╭─ Records to process
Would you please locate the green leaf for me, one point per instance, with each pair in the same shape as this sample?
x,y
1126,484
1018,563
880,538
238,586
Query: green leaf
╰─
╭─ Records to process
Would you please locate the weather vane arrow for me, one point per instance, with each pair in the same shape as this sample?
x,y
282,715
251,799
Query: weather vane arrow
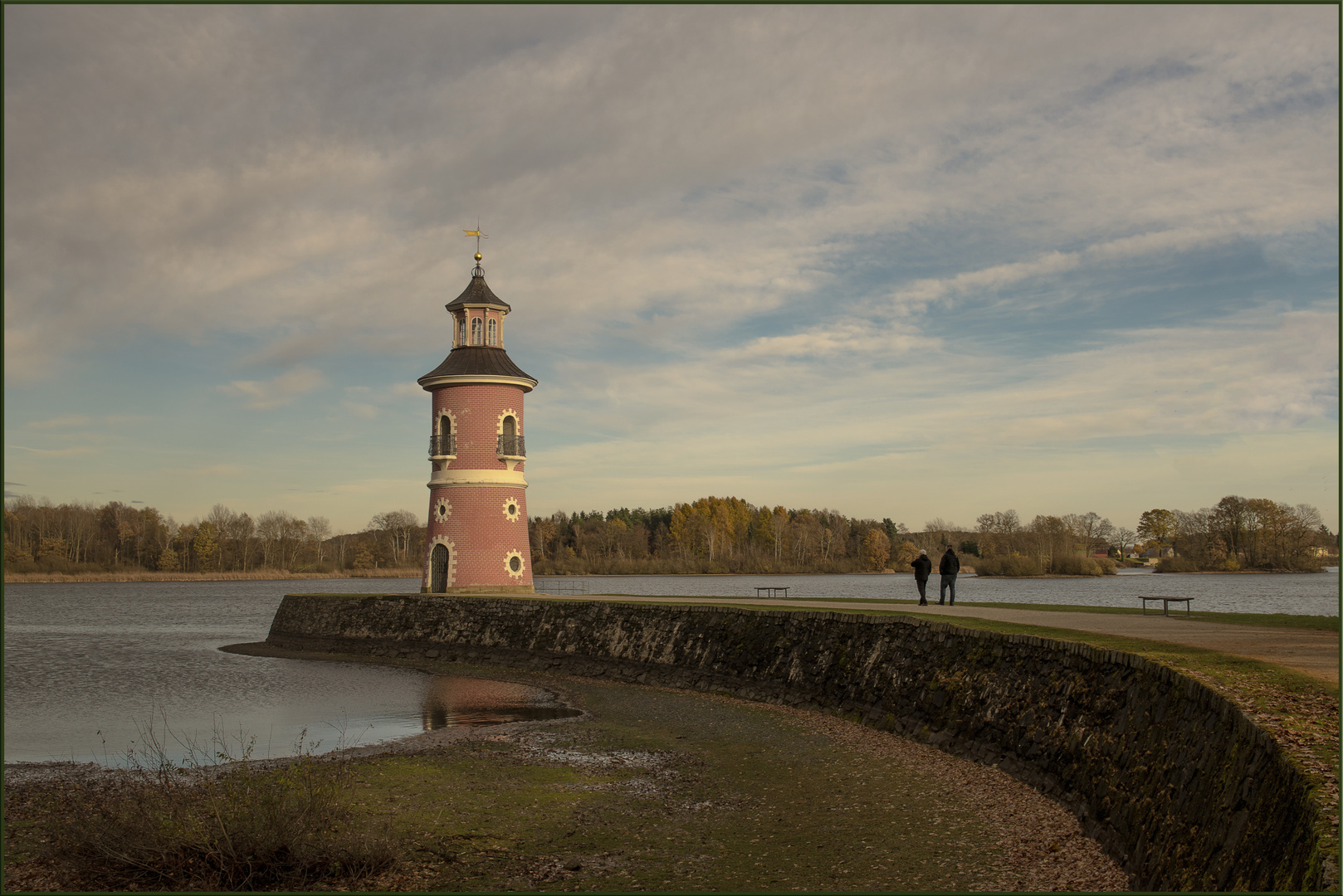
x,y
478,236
╰─
▶ [Work item]: Given the records above, restate word for word only the lines starting at the one with "Would you please locate the green" and ending at the one with "Query: green leaf".

▶ [Answer space]:
Would you please locate the green leaf for me, one point per instance, with each pair in the same shape as this sample?
x,y
1126,484
1018,563
880,538
238,586
Query: green leaf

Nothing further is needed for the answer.